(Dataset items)
:::

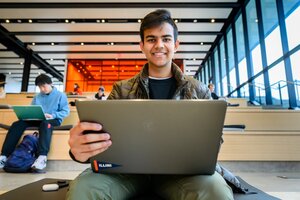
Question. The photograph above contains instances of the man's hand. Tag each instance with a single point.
(84, 146)
(48, 116)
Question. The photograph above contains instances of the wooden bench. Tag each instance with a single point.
(270, 135)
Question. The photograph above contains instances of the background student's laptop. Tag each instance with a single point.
(157, 136)
(29, 112)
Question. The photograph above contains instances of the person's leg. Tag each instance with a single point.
(192, 187)
(45, 135)
(90, 185)
(13, 136)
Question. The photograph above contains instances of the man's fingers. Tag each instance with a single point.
(82, 126)
(95, 146)
(85, 156)
(90, 138)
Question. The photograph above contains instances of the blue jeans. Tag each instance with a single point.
(16, 131)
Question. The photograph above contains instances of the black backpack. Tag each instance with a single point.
(24, 155)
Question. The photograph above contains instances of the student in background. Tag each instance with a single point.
(211, 87)
(55, 106)
(100, 94)
(77, 90)
(160, 78)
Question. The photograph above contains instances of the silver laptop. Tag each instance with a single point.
(29, 112)
(157, 136)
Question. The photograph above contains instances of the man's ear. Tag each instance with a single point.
(142, 46)
(176, 45)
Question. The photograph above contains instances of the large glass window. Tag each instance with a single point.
(278, 85)
(252, 24)
(295, 62)
(260, 90)
(206, 74)
(223, 68)
(292, 26)
(241, 50)
(271, 30)
(240, 38)
(232, 75)
(243, 71)
(217, 71)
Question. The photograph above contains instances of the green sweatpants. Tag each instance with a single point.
(93, 186)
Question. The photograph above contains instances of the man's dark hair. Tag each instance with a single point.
(42, 79)
(157, 18)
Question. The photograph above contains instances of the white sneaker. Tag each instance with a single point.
(3, 160)
(39, 164)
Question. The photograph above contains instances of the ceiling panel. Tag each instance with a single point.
(114, 56)
(65, 27)
(117, 48)
(114, 13)
(108, 38)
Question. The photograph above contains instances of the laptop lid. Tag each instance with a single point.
(29, 112)
(157, 136)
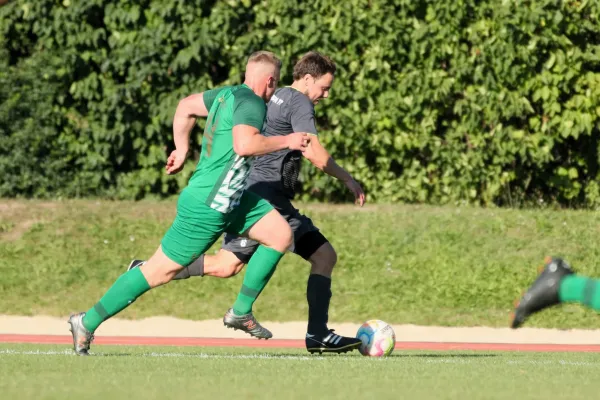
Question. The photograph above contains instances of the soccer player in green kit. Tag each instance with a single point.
(274, 177)
(556, 284)
(214, 202)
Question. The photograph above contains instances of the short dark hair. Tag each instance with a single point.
(314, 64)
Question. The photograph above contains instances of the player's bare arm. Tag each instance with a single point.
(247, 141)
(320, 158)
(188, 110)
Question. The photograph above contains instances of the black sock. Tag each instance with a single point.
(194, 269)
(318, 294)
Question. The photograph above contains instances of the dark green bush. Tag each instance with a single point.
(435, 101)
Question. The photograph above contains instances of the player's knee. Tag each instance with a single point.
(232, 269)
(286, 236)
(328, 259)
(158, 275)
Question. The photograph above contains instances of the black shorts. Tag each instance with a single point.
(307, 238)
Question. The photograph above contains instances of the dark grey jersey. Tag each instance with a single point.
(276, 174)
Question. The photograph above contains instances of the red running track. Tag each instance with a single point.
(291, 343)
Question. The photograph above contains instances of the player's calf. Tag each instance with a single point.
(544, 292)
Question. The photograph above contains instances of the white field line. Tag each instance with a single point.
(175, 355)
(441, 360)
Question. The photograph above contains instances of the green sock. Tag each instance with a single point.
(260, 269)
(121, 294)
(580, 289)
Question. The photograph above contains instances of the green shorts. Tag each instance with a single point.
(197, 226)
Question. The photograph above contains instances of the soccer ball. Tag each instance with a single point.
(378, 338)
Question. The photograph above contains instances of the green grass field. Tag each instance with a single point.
(53, 372)
(404, 264)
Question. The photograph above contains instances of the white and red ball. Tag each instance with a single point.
(378, 338)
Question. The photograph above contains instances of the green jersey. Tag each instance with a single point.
(220, 176)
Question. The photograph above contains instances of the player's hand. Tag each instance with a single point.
(356, 189)
(298, 141)
(175, 161)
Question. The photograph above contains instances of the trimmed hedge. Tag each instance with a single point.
(482, 102)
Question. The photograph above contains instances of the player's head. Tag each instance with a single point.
(313, 75)
(262, 73)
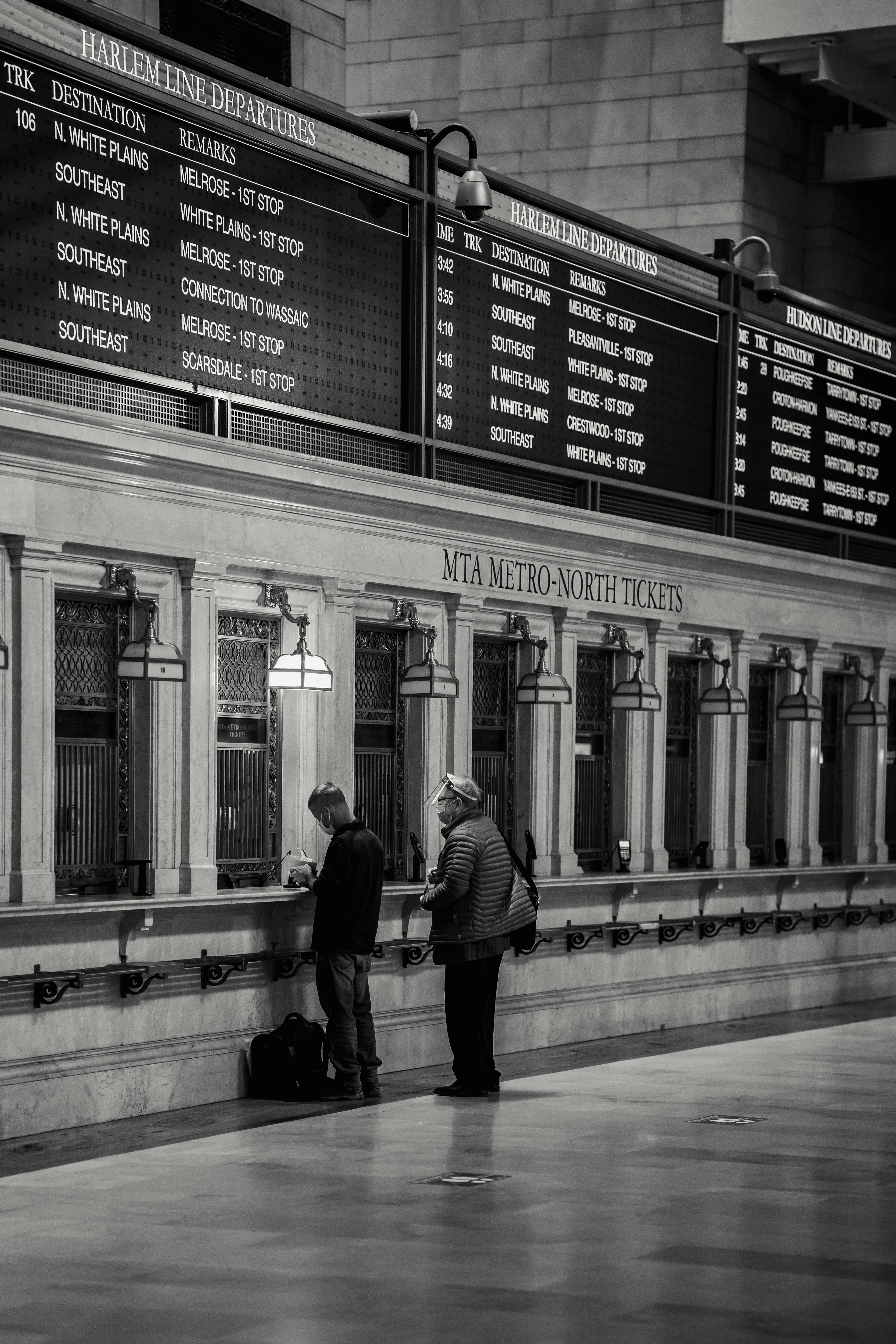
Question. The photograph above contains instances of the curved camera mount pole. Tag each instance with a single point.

:::

## Task statement
Can you copy the records word for word, starting at the line that contains "the green shorts." and ending at the last line of the records, with both of those lines included and the pictures left out?

## Result of this task
Question. The photograph above contains instances of the green shorts. Tag each instance with a single point.
(197, 226)
Question. The photograph above contains instances of the soccer ball. Tag each instance with a single point.
(378, 338)
Question. The photograph above contains instances of the green grass field. Tag each instance with a single point.
(53, 372)
(404, 264)
Question. The photograph above contains instances of the white and red ball. Tag each instance with a single point.
(378, 338)
Question. The photograph above contains instances of the green jersey. Tag each instance with a single point.
(220, 176)
Question. The photograph above contains instances of the player's hand. Tag each instance with a single point.
(356, 189)
(298, 141)
(175, 161)
Question. The photograph above contains instances of the trimmed hedge. Tag each instance with a single point.
(482, 102)
Question. The photograph above contains instances of the player's head. Tag each instance with a single point.
(313, 75)
(262, 73)
Question. The photograph above contains instances of the curved camera mount pole. Tag each instance with a single point.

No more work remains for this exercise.